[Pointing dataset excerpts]
[BEGIN]

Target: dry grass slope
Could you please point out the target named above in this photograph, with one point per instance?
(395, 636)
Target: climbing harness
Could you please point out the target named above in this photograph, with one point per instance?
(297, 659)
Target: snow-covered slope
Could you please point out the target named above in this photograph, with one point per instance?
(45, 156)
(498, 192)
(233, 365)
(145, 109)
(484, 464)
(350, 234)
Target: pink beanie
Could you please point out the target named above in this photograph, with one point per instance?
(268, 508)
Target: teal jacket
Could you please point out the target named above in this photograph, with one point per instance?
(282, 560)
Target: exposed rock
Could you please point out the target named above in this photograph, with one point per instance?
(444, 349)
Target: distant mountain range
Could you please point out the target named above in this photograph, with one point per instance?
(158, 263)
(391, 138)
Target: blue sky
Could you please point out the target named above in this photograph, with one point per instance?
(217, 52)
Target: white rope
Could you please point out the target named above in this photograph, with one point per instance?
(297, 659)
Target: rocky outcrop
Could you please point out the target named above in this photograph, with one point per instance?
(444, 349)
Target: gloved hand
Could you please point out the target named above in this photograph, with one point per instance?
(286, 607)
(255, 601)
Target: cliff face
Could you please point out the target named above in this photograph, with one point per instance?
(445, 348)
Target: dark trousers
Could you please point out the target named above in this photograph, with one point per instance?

[END]

Work instructions: Copy the listing from the line with "Target: rocky outcrop" through the end, renaming "dark trousers" to "black pants" and leaving everything else unchanged.

Full solution:
Target: rocky outcrop
Could you please point out the target named above in this photograph, with one point per instance?
(444, 349)
Target: gloved hand
Could you please point out the target named above in this photograph, with one point per instance?
(286, 607)
(255, 601)
Target: cliff face
Could you please point out the target named above in this photograph, with one point per instance?
(445, 348)
Target: black pants
Could you please point out the target named above in this photograph, with one point per instance?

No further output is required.